→ **Directions**: Every entry below should be copied exactly, minus the pictures.

→ **Data shown**:
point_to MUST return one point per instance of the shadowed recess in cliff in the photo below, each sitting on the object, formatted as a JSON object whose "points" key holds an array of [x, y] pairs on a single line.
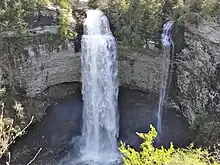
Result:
{"points": [[166, 64], [98, 144]]}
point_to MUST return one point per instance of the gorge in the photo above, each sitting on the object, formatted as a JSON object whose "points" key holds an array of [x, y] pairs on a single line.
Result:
{"points": [[43, 72]]}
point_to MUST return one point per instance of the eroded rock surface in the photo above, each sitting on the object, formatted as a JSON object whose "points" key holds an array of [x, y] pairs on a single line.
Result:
{"points": [[197, 79]]}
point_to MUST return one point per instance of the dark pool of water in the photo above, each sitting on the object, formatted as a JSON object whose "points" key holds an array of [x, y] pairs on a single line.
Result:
{"points": [[62, 124]]}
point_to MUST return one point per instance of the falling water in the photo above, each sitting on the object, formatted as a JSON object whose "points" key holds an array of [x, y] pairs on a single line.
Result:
{"points": [[100, 90], [168, 52]]}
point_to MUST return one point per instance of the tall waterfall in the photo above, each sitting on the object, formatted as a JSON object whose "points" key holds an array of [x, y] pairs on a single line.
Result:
{"points": [[99, 90], [166, 63]]}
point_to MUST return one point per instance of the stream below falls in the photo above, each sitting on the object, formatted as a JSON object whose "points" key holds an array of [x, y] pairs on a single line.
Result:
{"points": [[62, 124]]}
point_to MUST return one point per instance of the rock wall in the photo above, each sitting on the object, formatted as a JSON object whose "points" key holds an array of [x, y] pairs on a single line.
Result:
{"points": [[37, 66], [196, 79]]}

→ **Exercise response**:
point_to MUST return one point per instance of the shadowed recess in cliff in the photo below, each sitting on the object, formatted as a JSON object whose "points" key holds an array of [x, y] pairs on a single line.
Result:
{"points": [[166, 64], [98, 144]]}
point_to MUST return one point per instance of the gorge in the photo above, each sitting on the object, formatted as a JSON object whose "points" key holds an array of [x, y] pairs on a single line.
Result:
{"points": [[43, 72]]}
point_to MUST return one point per instance of the eroded rock surface in the photo above, each sitting on the object, formatted as a JSON object whose "points" key holds an array of [x, y] pairs on a single line.
Result:
{"points": [[197, 79]]}
point_to MUST return one point per instance of the dark pool of water in the photo above, each sitting on the object, formatted as a JSON object whose "points" key holds an array of [x, y] pairs on a single line.
Result:
{"points": [[62, 124]]}
point_to MUST return one point per instance of the falling water in the photo above, each sitting on the object, formatted as a JSON object whose "points" key holds an array of [x, y] pairs on a single line.
Result:
{"points": [[100, 90], [168, 52]]}
point_to MUST return one point per instance of the tall waterfall in the photo above, each sitting on the object, formatted as a JSON object whose "points" key holds an array of [x, y] pairs on a single line.
Result:
{"points": [[99, 90], [166, 63]]}
point_to MUST return one point per instance of the stream below falls in the photo above, each sitting on the object, formatted as a JSON object whose "points" key holds an array of [x, y] pairs on a single line.
Result:
{"points": [[62, 124]]}
point_to MUST return one point per instance of the rock wall in the photo above, each sitting on the object, formatted as a JSON object whose "points" key holds an array of [x, y] pairs on a single line.
Result:
{"points": [[37, 66], [196, 79]]}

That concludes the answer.